═══ PAGE EXCERPT

Connecting Sequence Data to Virulence Factors in Streptococcus Genomes

Publication TypeReport
Year of Publication2014
AuthorsAlagarsamy, J, Seetharaman, R, Sivanandham, C, Krishnan, KChella, Overbeek, RA
Document NumberANL/MCS-TM-342

The SEED Project ( was started over a decade ago to focus on creating more accurate annotations of prokaryotic genomes, along with the tools needed to support such an effort. A number of research teams have participated, and numerous projects were based on the evolving technology that was cooperatively built. Some of these teams sought funding to support comparative analysis of pathogens, and a number did successfully acquire funding from NSF, NIH, and DOE.
While it is often asserted that we cannot afford to support manual annotation efforts, we counter with the following simple argument:
1. Accurate automated annotations will directly impact the value of the hundreds of thousands of genomes that will be sequenced during the next few years; and
2. The quality of automated annotations is directly related to the availability of accurately annotated reference genomes.
While it is true that most manual annotation efforts could have achieved far higher efficiency, it is also true that extraction of value from newly sequenced genomes will depend heavily on a carefully curated set of subsystems built upon the annotations of a set of reference genomes.

══════

» **WHAT THE TASK ASKS**
Update the report summary, starting with "While it is often" and going on through "annotated reference genomes.", so that "automated annotations" becomes "computer-generated annotations".

═══ INFORMATION GIVEN

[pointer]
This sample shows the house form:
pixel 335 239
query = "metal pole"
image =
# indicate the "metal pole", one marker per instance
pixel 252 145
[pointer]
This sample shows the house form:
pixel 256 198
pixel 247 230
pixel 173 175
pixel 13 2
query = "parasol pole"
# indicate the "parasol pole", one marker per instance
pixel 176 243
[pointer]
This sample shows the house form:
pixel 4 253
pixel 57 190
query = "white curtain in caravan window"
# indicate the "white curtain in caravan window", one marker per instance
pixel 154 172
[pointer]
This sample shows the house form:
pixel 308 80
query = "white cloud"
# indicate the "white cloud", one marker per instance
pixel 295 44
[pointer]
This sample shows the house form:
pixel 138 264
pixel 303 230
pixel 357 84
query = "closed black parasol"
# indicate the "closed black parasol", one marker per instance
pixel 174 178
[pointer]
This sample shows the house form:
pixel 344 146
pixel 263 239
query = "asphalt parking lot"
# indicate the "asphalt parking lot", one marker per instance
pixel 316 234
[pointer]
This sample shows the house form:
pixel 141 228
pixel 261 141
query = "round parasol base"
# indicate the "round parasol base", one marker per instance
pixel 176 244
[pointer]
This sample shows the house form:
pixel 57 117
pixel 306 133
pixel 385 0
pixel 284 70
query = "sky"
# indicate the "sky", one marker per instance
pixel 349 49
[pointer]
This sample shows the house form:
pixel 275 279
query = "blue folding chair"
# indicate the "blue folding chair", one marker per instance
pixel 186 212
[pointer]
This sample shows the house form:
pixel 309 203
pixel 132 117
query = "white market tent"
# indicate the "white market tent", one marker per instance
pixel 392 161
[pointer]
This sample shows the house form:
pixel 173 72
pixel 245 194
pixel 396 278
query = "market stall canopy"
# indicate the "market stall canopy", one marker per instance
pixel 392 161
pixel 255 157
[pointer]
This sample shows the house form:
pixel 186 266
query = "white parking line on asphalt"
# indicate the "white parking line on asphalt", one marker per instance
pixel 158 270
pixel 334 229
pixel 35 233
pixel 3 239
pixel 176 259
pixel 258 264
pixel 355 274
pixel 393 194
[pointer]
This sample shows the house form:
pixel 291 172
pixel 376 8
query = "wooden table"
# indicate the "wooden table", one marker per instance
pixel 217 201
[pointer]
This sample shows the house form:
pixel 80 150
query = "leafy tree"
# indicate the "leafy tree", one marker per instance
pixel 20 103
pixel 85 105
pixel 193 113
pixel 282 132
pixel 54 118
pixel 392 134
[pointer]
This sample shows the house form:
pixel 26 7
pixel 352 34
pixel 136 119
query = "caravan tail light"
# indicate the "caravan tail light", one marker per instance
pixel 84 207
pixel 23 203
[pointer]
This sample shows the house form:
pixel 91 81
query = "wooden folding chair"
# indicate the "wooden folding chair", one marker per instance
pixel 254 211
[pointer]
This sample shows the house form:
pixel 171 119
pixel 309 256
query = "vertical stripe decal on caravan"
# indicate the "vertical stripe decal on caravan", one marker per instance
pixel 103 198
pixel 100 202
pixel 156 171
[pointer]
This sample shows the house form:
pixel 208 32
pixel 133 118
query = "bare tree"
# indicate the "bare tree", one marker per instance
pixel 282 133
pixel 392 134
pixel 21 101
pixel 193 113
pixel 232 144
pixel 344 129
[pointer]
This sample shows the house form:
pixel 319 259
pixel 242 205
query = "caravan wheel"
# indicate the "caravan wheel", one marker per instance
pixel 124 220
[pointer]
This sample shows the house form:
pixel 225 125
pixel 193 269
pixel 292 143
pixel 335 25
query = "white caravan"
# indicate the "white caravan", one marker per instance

══════

» **SOLUTION FOR THIS TASK**
While it is often asserted that we cannot afford to support manual annotation efforts, we counter with the following simple argument:
1. Accurate computer-generated annotations will directly impact the value of the hundreds of thousands of genomes that will be sequenced during the next few years; and
2. The quality of computer-generated annotations is directly related to the availability of accurately annotated reference genomes.